— START —

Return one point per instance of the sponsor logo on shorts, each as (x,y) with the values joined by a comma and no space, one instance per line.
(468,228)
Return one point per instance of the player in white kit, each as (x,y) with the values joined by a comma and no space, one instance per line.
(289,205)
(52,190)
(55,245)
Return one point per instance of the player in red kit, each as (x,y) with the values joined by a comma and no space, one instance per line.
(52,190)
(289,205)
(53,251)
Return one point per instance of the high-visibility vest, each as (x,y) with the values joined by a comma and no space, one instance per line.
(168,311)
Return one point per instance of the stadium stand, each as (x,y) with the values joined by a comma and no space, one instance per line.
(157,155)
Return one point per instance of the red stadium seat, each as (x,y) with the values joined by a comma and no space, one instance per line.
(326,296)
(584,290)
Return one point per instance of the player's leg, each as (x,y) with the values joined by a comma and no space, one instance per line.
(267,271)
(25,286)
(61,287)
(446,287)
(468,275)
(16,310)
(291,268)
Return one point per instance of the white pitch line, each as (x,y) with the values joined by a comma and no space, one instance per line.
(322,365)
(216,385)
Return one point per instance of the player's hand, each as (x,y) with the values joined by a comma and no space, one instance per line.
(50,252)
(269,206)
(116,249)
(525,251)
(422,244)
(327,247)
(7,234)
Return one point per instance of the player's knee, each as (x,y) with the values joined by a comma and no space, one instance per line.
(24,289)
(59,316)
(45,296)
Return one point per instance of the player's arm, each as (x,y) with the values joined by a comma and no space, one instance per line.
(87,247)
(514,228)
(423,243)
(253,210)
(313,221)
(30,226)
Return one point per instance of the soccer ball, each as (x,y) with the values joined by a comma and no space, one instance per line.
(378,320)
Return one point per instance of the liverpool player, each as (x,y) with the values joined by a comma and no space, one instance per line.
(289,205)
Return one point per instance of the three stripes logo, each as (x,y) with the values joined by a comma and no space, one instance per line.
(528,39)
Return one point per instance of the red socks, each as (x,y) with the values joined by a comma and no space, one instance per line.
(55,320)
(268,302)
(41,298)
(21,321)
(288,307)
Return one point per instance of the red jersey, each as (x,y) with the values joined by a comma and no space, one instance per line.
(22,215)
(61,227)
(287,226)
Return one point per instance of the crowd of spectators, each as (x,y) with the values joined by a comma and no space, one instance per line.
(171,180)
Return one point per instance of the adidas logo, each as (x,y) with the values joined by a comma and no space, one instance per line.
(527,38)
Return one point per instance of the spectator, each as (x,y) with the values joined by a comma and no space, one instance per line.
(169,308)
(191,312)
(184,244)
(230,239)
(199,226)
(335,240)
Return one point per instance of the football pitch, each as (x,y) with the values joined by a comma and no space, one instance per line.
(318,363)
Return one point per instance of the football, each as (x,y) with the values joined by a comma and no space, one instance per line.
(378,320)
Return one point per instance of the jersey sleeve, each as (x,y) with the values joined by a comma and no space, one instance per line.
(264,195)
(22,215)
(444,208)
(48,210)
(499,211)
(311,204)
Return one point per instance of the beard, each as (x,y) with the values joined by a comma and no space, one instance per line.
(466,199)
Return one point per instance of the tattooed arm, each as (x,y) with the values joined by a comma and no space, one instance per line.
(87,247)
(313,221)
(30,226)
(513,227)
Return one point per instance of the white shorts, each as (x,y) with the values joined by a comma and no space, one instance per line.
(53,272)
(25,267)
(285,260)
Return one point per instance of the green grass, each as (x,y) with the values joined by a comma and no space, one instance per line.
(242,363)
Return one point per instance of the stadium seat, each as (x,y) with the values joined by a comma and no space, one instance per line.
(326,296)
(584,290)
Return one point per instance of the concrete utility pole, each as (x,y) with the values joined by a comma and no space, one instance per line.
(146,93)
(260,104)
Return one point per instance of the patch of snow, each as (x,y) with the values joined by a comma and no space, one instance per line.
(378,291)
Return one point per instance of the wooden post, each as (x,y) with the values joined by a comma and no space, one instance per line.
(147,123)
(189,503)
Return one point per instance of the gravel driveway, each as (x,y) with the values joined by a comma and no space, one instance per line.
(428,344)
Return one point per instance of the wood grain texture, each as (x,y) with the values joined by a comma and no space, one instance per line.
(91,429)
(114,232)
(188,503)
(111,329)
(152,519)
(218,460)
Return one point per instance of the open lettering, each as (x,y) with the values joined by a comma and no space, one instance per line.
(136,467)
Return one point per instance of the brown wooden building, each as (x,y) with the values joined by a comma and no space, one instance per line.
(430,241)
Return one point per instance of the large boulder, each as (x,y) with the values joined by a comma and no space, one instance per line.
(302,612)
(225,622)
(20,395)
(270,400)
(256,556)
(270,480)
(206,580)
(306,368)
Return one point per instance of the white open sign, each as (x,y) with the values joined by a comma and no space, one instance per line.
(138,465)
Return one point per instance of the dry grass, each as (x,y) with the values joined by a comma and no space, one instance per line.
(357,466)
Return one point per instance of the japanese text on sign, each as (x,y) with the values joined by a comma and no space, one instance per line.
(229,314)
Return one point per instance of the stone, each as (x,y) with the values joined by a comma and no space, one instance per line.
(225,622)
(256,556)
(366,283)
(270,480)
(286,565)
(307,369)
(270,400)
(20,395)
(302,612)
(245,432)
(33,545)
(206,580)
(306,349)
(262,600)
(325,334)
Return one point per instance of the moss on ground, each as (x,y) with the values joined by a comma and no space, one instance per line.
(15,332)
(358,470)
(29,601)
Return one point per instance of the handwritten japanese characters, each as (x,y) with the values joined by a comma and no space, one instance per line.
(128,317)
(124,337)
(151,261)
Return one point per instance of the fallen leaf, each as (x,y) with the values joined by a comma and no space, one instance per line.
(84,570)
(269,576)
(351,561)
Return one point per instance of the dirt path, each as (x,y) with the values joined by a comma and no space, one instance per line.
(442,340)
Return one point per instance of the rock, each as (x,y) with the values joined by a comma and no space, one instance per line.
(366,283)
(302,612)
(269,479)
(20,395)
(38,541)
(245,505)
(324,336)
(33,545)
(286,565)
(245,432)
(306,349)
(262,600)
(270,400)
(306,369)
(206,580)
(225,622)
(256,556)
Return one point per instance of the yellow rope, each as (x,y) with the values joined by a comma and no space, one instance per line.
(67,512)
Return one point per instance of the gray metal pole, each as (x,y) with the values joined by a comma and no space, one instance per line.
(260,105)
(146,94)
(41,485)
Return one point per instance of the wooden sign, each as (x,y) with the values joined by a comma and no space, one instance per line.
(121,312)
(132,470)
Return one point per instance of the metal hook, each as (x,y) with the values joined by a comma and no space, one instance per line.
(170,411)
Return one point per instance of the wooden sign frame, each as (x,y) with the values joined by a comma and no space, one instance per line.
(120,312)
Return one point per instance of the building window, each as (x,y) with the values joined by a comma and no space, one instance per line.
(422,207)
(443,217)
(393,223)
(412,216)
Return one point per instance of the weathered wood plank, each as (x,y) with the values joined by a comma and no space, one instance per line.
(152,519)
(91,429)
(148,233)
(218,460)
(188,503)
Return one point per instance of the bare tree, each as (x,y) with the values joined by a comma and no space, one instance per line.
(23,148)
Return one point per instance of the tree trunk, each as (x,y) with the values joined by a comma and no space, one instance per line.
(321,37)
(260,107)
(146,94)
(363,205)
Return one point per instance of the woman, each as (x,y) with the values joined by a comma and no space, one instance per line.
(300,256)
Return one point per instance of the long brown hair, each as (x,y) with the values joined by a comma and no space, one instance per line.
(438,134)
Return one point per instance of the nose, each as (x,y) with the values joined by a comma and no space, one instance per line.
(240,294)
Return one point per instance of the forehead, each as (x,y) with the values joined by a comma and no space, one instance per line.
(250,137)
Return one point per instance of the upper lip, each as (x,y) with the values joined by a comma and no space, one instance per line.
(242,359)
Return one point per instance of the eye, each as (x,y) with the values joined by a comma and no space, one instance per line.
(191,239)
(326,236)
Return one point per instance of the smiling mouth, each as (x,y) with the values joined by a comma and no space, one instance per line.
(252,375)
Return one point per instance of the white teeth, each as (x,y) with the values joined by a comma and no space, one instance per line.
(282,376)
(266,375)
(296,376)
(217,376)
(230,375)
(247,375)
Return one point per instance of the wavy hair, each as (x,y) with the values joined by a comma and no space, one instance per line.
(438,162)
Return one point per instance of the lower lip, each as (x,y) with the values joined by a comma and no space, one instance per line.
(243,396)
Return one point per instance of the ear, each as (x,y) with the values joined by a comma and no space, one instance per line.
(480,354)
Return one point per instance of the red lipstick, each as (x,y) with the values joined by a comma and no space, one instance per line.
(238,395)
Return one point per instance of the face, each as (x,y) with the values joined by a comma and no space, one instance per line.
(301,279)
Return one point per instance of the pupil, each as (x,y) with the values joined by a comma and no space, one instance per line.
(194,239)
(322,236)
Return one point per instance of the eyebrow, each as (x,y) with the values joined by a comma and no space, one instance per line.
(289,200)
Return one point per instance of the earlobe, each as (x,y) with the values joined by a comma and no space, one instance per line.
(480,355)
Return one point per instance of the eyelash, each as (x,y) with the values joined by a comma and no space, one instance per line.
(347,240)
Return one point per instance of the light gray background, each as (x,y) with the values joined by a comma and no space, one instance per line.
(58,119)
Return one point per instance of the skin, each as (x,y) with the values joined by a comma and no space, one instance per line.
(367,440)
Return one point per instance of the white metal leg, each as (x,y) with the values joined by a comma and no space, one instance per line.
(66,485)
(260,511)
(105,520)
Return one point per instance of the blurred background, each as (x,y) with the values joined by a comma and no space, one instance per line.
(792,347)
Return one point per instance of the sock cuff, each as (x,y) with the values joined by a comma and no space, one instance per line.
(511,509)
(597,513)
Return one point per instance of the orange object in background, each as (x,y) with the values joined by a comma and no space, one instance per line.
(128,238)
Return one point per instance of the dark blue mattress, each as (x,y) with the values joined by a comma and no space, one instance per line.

— END —

(Written request) Starting at the line that contains "Return one point per instance of the eyebrow, each" and running through the end of the data, rewrite every line, adding 123 to each x and y coordinate in the answers and leaving all other text unchanged.

(Exercise solution)
Return one point per instance of the eyebrow, each as (x,y) with the values joined by a comma and no space, one instance per line.
(412,323)
Return one point per instance of the earlobe, each as (x,y) with the values joined by a comma and no space, one instance per line.
(603,478)
Return one point per instance of the eyelash, each as (x,y) with the values joined by a comma and no space, one instance per line.
(470,363)
Return one point per instance of the light gray background, each as (x,y) with the values joined by a comma and no space, one instance per line.
(181,242)
Return one point per instance of the skin, each as (x,y) with the values joined by a comma and no space, one instance per line.
(490,563)
Return one point per instance of the white metal leg, each as (x,y) with the values joined by a comma and no space, one instance per line.
(189,608)
(383,634)
(228,643)
Return one point per instance of the blurred background, each as (x,y) with the values joined by a comma and no space, one instance per line.
(915,470)
Return one point per instance of the sock cuff, each as (x,y) with the values joined by a comma and no space, one instance per line.
(634,632)
(720,636)
Return one point per instance of the orange object in background, each as (x,y) with the values joined by a comma and no space, one instance per line.
(251,361)
Return one point per instance of the dark blue mattress, each as (x,y) with the values joined by a comma and no space, one instance per line.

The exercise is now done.